* **DÉFI 1**: D'après le texte sur l'agriculture française, quelle phrase les détracteurs de cette agriculture répètent-ils sans cesse ?
* **DÉFI 2**: Poursuivez le texte sur l'agriculture française après sa dernière phrase.

* **EXTRAIT DU DOCUMENT**:
--- --- ---

Quand les écolos tuent l’agriculture : jalons pour la troisième révolution agricole
La nature vierge et le petit paysan de proximité. Deux images d’Épinal qui font plus de mal que de bien au monde agricole français. Pour Sylvie Brunel, il faut avant tout sauver le monde agricole français du fantasme et des griffes idéologiques des écolos urbains.
« Il faut changer de modèle agricole », c’est ce que répètent sans cesse les détracteurs de l’agriculture française. Beaucoup se complaisent dans une opposition binaire entre une petite agriculture familiale de proximité, qu’ils parent de toutes les vertus, et une grande agriculture qui serait forcément « productiviste », « industrielle », chasseuse de subventions, pollueuse et exploiteuse – de la main-d’œuvre, des milieux, et même du consommateur, qui serait trompé sur la qualité des produits qu’on lui vend, et donc forcément contraint de « bouffer de la merde », comme l’éructait jadis Jean-Pierre Coffe.

--- --- ---

* **DONNÉES EXTRAITES**:
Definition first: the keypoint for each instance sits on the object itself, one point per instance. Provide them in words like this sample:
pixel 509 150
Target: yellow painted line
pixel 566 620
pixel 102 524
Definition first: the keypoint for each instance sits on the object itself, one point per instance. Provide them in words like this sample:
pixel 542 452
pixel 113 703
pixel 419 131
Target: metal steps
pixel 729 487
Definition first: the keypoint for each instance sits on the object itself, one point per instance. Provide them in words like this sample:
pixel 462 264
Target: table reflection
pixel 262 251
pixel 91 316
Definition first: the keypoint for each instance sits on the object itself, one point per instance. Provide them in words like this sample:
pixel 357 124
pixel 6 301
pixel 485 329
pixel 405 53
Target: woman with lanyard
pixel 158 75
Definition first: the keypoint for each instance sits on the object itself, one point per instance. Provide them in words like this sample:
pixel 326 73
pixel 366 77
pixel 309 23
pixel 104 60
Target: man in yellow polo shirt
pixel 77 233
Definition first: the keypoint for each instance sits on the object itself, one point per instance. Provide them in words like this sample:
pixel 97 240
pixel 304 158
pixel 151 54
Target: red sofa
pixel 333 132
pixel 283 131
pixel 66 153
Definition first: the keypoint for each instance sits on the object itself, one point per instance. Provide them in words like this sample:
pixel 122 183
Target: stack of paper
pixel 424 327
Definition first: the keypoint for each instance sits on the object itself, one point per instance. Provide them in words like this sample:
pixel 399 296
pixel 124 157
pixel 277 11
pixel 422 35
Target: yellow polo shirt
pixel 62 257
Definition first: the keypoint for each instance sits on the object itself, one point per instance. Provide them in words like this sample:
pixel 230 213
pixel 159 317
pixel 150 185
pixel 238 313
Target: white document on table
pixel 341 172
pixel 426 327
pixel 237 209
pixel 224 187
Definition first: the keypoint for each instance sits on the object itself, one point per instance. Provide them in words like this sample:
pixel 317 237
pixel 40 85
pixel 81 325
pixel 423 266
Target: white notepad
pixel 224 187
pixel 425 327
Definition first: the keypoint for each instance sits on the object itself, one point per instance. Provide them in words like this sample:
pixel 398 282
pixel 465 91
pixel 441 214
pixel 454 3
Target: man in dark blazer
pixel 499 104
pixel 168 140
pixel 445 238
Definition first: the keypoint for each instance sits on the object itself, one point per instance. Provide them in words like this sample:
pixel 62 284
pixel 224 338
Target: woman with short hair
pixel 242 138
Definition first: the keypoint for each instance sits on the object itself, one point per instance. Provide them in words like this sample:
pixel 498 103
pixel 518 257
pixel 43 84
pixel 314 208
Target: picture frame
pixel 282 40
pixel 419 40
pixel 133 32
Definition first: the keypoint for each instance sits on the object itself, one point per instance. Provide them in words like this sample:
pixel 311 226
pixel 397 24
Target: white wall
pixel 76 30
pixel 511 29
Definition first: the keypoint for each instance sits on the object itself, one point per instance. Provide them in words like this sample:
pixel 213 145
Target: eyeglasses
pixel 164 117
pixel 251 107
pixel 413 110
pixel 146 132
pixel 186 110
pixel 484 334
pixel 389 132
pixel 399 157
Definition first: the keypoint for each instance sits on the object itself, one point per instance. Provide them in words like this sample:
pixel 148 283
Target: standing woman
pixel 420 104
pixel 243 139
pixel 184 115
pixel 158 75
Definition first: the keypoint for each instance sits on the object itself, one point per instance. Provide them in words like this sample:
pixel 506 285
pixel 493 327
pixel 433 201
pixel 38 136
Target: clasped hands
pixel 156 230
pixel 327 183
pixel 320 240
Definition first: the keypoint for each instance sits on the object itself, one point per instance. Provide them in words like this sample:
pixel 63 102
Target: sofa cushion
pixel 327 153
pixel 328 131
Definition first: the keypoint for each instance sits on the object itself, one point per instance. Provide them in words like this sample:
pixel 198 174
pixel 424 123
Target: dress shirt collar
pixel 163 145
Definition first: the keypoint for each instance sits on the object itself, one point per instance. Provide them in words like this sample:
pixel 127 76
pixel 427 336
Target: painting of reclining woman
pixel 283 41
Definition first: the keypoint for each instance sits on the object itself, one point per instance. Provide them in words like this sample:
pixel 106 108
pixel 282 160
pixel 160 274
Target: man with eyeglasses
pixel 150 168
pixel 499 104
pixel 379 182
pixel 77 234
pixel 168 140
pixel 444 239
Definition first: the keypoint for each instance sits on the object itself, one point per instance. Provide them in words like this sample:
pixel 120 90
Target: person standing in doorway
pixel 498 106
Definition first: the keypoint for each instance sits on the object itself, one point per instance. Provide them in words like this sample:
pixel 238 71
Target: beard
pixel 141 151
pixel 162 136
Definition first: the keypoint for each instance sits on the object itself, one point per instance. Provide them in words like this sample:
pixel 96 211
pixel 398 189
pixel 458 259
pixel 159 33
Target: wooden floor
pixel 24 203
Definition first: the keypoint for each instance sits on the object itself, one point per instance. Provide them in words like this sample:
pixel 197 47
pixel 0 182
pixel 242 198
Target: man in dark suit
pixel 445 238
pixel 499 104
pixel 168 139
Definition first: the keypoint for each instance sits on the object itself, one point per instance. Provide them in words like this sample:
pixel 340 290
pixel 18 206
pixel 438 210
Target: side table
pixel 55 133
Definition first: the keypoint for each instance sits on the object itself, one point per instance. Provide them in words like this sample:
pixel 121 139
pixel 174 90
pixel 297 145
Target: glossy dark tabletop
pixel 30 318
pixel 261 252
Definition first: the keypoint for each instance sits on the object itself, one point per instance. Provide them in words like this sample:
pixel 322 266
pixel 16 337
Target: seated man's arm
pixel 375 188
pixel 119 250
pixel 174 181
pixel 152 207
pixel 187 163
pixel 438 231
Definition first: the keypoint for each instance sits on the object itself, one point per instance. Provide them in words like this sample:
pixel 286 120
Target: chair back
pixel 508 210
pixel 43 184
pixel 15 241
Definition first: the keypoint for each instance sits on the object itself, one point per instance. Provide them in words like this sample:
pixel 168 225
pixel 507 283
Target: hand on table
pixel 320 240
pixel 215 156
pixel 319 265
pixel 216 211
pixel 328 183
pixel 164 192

--- --- ---

* **RÉPONSE FINALE 1**: « Il faut changer de modèle agricole ».

* **RÉPONSE FINALE 2**:
L’agriculture française reste petite et familiale
Rien n’est plus faux que cette prétendue opposition. Il n’y a pas en France les « petits », forcément vertueux, et les gros, forcément destructeurs. La réalité est, comme toujours, infiniment plus complexe et contrastée. L’agriculture française reste une agriculture familiale, qui parvient à associer quantité et qualité à travers une grande diversité de modèles, à la mesure de la diversité de ses terroirs, de ses filières, de ses marchés. Globalement, c’est une agriculture de petite taille : l’exploitation moyenne ne dépasse pas soixante-dix hectares. Nous sommes donc très loin des mégafermes du reste du monde, s’étendant sur plusieurs milliers d’hectares. Mais cette moyenne cache une disparité entre les vastes fermes céréalières de la Beauce ou de la Brie et les élevages de montagnes, entre les vergers et les oliveraies de la Drôme et du Gard et les élevages de porcs ou de poulets bretons. Exploitation familiale ne signifie pas forcément petite exploitation : dans les Landes de Gascogne par exemple, la difficulté du milieu naturel, marécage l’hiver, Sahara l’été, oblige les familles, qui se transmettent l’outil de travail sur plusieurs générations depuis les années 60, à aménager des centaines d’hectares, en drainant, en irriguant, en créant des systèmes de gestion très avancés, innovant sans cesse dans leurs méthodes de production. En...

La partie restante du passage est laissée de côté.